▸ Exercise directions:
Convert the lines of the records below into a JSON list of strings, with one string per line and blank lines omitted. Begin at the line that contains "Can you find the grass blade" and end after the line that contains "xmin=0 ymin=79 xmax=533 ymax=137".

▸ Data section:
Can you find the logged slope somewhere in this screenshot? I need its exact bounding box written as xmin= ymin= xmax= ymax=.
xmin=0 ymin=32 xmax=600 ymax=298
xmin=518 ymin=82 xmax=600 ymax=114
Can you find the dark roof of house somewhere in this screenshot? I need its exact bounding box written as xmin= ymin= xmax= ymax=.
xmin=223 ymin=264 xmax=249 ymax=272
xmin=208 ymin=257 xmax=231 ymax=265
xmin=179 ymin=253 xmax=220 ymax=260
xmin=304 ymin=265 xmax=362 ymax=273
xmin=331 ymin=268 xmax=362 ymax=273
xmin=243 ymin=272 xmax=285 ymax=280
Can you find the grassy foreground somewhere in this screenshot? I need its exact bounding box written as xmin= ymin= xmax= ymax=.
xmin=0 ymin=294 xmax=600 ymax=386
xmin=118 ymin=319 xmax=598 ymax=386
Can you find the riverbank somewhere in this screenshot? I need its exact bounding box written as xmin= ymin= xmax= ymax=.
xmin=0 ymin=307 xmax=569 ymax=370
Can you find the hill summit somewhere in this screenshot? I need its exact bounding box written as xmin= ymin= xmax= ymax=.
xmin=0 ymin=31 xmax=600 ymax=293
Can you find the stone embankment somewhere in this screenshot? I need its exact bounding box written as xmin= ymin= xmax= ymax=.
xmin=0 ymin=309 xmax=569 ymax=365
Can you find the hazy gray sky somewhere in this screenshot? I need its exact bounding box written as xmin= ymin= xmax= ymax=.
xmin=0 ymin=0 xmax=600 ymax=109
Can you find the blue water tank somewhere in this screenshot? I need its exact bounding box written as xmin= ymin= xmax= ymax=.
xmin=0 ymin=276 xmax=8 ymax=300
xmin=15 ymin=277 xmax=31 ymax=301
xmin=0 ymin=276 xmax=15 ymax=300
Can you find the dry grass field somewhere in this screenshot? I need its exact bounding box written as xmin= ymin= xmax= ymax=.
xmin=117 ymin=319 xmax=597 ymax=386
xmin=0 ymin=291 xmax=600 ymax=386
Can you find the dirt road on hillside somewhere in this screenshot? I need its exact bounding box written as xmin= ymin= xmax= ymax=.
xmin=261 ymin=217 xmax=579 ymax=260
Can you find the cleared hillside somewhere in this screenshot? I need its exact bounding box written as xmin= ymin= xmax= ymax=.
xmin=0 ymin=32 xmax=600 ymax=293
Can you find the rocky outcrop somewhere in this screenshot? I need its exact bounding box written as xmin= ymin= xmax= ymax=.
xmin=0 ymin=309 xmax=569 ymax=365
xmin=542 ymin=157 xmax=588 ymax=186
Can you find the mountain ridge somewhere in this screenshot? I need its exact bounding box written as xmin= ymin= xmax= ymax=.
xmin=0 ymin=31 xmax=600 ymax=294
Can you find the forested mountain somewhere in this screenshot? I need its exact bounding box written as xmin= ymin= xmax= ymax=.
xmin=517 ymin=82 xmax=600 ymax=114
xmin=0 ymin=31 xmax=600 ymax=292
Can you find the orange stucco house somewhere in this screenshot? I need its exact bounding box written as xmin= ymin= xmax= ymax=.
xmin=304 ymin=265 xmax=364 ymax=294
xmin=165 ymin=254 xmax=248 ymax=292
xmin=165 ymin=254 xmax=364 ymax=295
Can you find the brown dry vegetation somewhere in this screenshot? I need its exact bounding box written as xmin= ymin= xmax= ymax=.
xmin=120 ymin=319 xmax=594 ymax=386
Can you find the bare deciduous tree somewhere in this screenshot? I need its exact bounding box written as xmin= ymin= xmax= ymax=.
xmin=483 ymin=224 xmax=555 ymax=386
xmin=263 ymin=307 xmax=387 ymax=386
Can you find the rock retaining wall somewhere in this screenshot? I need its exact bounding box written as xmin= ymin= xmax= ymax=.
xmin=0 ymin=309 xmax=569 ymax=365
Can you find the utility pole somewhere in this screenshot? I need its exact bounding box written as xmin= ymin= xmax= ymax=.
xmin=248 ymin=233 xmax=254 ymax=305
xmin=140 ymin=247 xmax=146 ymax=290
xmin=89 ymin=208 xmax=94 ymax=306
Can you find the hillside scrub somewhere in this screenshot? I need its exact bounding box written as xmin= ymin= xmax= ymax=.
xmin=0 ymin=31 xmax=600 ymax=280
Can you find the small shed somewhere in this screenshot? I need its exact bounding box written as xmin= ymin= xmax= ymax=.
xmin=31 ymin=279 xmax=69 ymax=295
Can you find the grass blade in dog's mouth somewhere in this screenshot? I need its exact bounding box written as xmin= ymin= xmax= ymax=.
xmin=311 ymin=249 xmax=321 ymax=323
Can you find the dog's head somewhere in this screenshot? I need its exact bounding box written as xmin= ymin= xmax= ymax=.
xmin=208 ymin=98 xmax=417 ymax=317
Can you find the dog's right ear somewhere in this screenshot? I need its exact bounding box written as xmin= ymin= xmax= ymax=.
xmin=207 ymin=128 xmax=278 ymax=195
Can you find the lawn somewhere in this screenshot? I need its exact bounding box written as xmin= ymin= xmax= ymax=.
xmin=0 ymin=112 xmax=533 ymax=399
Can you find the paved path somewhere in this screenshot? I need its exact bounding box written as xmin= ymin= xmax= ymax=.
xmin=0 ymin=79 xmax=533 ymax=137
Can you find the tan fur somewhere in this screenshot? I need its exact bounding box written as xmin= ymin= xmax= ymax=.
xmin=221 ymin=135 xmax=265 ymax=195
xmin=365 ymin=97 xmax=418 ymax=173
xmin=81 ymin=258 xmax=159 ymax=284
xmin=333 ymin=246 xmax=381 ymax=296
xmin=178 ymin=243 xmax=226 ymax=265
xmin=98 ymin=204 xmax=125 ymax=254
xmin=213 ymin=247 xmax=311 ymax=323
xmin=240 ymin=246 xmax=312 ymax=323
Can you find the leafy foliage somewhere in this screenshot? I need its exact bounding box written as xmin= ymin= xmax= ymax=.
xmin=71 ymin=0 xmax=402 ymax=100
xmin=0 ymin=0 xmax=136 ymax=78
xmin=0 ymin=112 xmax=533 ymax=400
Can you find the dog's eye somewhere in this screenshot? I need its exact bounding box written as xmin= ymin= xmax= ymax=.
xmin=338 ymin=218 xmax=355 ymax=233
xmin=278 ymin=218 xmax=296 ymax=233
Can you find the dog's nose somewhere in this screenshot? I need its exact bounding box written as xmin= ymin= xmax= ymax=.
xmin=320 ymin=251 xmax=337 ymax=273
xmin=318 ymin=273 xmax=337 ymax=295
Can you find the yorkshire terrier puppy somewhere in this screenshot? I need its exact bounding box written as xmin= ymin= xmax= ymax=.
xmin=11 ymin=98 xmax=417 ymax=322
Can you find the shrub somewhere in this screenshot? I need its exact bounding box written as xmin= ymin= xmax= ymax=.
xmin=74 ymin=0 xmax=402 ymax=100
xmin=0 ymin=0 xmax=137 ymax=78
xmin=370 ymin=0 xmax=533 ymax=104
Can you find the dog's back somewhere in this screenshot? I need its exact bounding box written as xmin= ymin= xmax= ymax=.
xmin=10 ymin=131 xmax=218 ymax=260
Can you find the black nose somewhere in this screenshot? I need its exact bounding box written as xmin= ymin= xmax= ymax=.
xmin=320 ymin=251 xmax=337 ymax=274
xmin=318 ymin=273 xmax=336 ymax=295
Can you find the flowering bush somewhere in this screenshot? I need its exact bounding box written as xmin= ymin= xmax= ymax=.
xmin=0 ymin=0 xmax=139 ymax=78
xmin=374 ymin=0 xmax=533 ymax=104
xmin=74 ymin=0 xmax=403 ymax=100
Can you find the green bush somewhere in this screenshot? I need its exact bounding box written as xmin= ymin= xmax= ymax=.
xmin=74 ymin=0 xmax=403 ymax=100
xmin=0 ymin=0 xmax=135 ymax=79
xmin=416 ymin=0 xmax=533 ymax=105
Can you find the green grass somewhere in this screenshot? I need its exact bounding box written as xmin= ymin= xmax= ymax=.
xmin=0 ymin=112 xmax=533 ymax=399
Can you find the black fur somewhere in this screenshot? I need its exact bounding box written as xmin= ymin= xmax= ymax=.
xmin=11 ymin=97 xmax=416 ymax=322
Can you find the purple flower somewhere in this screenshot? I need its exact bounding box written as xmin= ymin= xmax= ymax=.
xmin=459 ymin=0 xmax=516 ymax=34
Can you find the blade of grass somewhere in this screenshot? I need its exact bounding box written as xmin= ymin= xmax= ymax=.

▸ Worked solution:
[
  "Can you find the grass blade in dog's mouth somewhere in this screenshot? I need its exact bounding box written as xmin= ymin= xmax= ymax=.",
  "xmin=311 ymin=249 xmax=321 ymax=323",
  "Can you find the dog's head somewhere in this screenshot? I need its exact bounding box written as xmin= ymin= xmax= ymax=.",
  "xmin=208 ymin=98 xmax=417 ymax=317",
  "Can you find the dog's right ear somewhere in this screenshot? I need its exact bounding box written as xmin= ymin= xmax= ymax=.",
  "xmin=207 ymin=128 xmax=278 ymax=195",
  "Can you find the lawn somewhere in this screenshot? I need its exact bounding box written as xmin= ymin= xmax= ymax=.",
  "xmin=0 ymin=112 xmax=533 ymax=399",
  "Can you find the paved path somewhere in this screenshot? I need its exact bounding box written as xmin= ymin= xmax= ymax=.",
  "xmin=0 ymin=79 xmax=533 ymax=137"
]